ABOUT THIS TASK
Please give an exact copy of every line from the one holding "Can you see the lower" through the final line of the records below.

MATERIAL FOR THIS EXERCISE
*** Begin section ***
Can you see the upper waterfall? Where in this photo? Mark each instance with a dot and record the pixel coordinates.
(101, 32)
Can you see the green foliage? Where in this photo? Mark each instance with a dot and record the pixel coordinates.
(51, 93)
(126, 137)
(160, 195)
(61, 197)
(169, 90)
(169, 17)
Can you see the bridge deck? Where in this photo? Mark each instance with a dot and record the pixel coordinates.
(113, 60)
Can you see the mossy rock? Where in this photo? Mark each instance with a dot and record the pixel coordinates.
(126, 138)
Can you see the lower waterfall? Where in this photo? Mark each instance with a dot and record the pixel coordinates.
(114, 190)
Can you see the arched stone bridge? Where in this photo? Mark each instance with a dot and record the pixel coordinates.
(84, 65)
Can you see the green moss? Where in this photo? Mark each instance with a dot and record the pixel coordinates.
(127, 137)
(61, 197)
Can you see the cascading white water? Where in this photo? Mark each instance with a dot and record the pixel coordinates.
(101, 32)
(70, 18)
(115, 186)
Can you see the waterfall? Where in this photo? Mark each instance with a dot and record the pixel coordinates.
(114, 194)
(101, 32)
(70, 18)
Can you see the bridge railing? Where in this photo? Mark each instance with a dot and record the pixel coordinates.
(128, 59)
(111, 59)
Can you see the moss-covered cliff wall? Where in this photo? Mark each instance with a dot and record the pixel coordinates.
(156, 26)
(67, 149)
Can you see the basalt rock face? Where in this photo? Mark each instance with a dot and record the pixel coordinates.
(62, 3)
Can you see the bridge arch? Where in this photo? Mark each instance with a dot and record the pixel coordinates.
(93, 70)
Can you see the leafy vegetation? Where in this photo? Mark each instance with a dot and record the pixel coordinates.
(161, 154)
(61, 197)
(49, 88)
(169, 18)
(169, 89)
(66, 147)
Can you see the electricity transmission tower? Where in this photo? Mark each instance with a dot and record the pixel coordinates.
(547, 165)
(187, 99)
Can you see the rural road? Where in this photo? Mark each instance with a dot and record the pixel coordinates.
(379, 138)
*** End section ***
ANSWER BELOW
Can you see the lower waterfall? Where in this photo? Mark each instance with a dot and record the pixel coordinates.
(114, 190)
Can you see the arched stone bridge? Where in this photo? Mark each instance with a dot and record the pixel coordinates.
(84, 65)
Can you see the green moss? Where in this photo? Mark each instance with a dot and record the pixel coordinates.
(127, 137)
(61, 197)
Can you see the cascading white water? Where in this photo? Mark each instance with a dot and record the pixel coordinates.
(101, 32)
(70, 18)
(115, 186)
Can you see the waterfall? Where in this photo? Mark each instance with a dot and record the pixel coordinates.
(114, 194)
(101, 32)
(70, 18)
Can you see the bridge railing? Where in this photo? Mark each instance with a dot and record the pixel coordinates.
(128, 59)
(111, 59)
Can you see the moss-covered cliff wall? Where in this photo? Mark each instance with a dot and record the pixel coordinates.
(156, 26)
(67, 149)
Can you see the basalt rock face? Where in this photo? Mark each instance with a dot and record the pixel coordinates.
(62, 3)
Can you see the bridge arch? Where in this photo? Mark each instance with a dot and record the pixel coordinates.
(93, 70)
Can you see the leafy vegetation? Where in this photo? Mark each instance with a dot and record the pixel coordinates.
(161, 154)
(61, 197)
(49, 88)
(169, 18)
(169, 89)
(66, 147)
Can you see the electricity transmission tower? Where in this photo? Mark each instance with a dot and record the pixel coordinates.
(547, 165)
(187, 99)
Can you see the rural road? Where in this photo? Mark each instance with a dot and record the pixel coordinates.
(379, 138)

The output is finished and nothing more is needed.